■ EXERCISE DESCRIPTION: Write out the lines again, starting with the line that contains "Thank you for the photo. Could you point to the white" and going on through the line that contains "column 286, row 58". Switch "white wall" to "painted wall" and leave everything else unchanged.

■ DATA LINES:

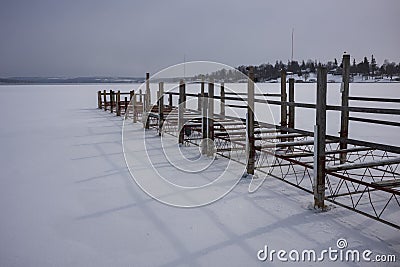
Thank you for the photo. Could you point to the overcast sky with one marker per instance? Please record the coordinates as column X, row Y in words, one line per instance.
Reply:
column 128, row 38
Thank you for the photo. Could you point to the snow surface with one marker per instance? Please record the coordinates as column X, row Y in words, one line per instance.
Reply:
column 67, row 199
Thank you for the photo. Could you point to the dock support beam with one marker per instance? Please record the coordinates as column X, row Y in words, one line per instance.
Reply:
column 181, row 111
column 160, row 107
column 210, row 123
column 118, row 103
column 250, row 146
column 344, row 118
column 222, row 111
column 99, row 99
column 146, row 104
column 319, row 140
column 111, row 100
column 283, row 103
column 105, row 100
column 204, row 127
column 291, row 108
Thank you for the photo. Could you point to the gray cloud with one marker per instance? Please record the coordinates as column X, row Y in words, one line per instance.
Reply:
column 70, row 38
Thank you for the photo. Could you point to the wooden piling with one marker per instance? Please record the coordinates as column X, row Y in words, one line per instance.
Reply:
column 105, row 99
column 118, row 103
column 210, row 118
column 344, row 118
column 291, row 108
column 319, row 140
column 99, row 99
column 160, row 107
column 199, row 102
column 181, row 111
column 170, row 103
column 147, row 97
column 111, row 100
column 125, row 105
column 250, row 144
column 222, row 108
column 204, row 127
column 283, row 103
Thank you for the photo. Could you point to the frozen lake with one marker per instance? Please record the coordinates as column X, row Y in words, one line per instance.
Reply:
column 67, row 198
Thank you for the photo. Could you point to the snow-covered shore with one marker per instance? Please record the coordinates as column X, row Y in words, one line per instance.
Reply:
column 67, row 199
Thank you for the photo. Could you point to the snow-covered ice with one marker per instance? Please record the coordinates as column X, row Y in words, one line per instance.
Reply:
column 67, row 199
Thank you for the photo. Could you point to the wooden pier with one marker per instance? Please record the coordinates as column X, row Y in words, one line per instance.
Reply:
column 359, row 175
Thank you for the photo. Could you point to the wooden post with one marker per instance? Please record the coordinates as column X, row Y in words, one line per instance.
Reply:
==
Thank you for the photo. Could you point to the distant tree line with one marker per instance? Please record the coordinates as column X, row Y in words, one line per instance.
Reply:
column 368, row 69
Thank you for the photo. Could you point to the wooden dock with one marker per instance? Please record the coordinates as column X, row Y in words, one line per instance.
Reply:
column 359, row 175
==
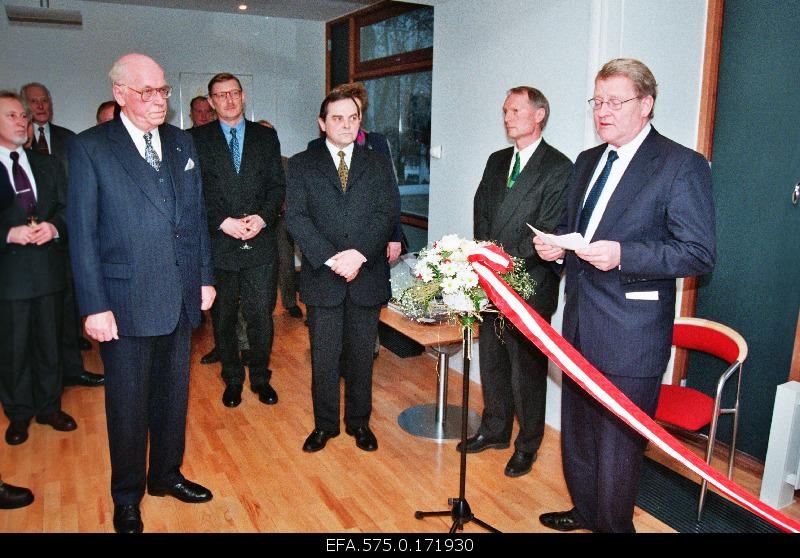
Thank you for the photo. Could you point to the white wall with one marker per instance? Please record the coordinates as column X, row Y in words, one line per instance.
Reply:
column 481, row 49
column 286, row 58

■ CORRECT OUTPUT:
Thank you for the photo. Could you point to the painted wall with one marker per instance? Please record the coordinates as column X, row Y in words, one line per instance.
Reply:
column 481, row 49
column 286, row 58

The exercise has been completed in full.